# Photos of 1 RCHA at Sennelager 1970



## exspy (6 Mar 2010)

Al Ditter (RCR by way of The Canadian Guards and 3 Mech Cdo) has allowed me to share some of his photographs from the 4 CMBG parade held at Sennelager on June 28, 1970.  It was the same parade that saw the formation of 3 Mech Cdo.  I've taken the artillery photos and posted them separately below.  At this time 1 RCHA was commanded by Lt Col Mike Calnan.  Calnan was the gunner who saved the Canadian artillery in Germany being reduced from 24 self-propelled guns to 12.  He worked to get the powers-that-be to agree to a compromise 18 gun regiment, with a fly-over capability to 24 guns in wartime.  An unsung cold-war hero.

The guns are the original short-barreled version of the M-109 SP 155mm, and had only been in Canadian service for 2 years at the time of the photographs.  They probably still had that new-car smell.  The second photo shows 2 M-577A1's and 2 M-113A1's with antennae.  I don't know if the antennae were for communications or counter-mortar work.  Also note that the SP guns were equipped with .50 cal HMGs while the APCs in the first photo are shown still equipped with GPMGs.












Cheers,
Dan.


----------



## Old Sweat (6 Mar 2010)

Mike Calnan lives in the same area as I do. We have discussed his initiative, which did not have the support of the artillery hierarchy at the time, on a number of occasions. In my opinion, the senior gunners were in denial, and were tied to the Second World War gun end organization as the answer to the army's needs. Thus, in their minds, it was preferable to have two BCs and four FOOs per brigade with 12 guns in a two battery regiment, instead of fielding the additional BC/FOO combination as well as six more guns that a three battery regiment provided.

The deeply held belief that Calnan was a heretic was not shared by many of the intermediate officers - Captain and Majors, including a large number of the Instructors-in-Gunnery and/or Staff College graduates - who noticed that the trees made up a forest.

Mike was able to pull it off because he sold it to the Comd 4 CMBG, who in turn convinced the Comd FMC that it was the way to go. Incidentally, much of the detailed staff work was done by the RCPO of 1 RCHA, Captain Ernie Beno, who is the current Colonel Commandant of the Royal Regiment of Canadian Artillery.
============
• [Required tasks]:
#1 According to the forum thread, who commanded 1 RCHA at the time of the 1970 Sennelager parade?
#2 Copy the forum thread from "Mike was able" to "of Canadian Artillery.".
The lines after this note have nothing to do with the forum thread.

• [Available data]:
============
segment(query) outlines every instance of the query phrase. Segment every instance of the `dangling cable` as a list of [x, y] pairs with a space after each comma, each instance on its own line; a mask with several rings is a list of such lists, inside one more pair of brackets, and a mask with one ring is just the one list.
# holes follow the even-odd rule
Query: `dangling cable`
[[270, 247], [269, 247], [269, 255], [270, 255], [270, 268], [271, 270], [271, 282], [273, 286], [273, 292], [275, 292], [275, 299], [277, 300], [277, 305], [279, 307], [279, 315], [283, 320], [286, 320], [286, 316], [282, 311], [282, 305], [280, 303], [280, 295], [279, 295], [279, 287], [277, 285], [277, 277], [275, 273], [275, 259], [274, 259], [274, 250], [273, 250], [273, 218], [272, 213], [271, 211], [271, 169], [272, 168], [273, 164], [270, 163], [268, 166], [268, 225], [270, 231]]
============
• [List of solutions]:
#1 Lt Col Mike Calnan.

#2
Mike was able to pull it off because he sold it to the Comd 4 CMBG, who in turn convinced the Comd FMC that it was the way to go. Incidentally, much of the detailed staff work was done by the RCPO of 1 RCHA, Captain Ernie Beno, who is the current Colonel Commandant of the Royal Regiment of Canadian Artillery.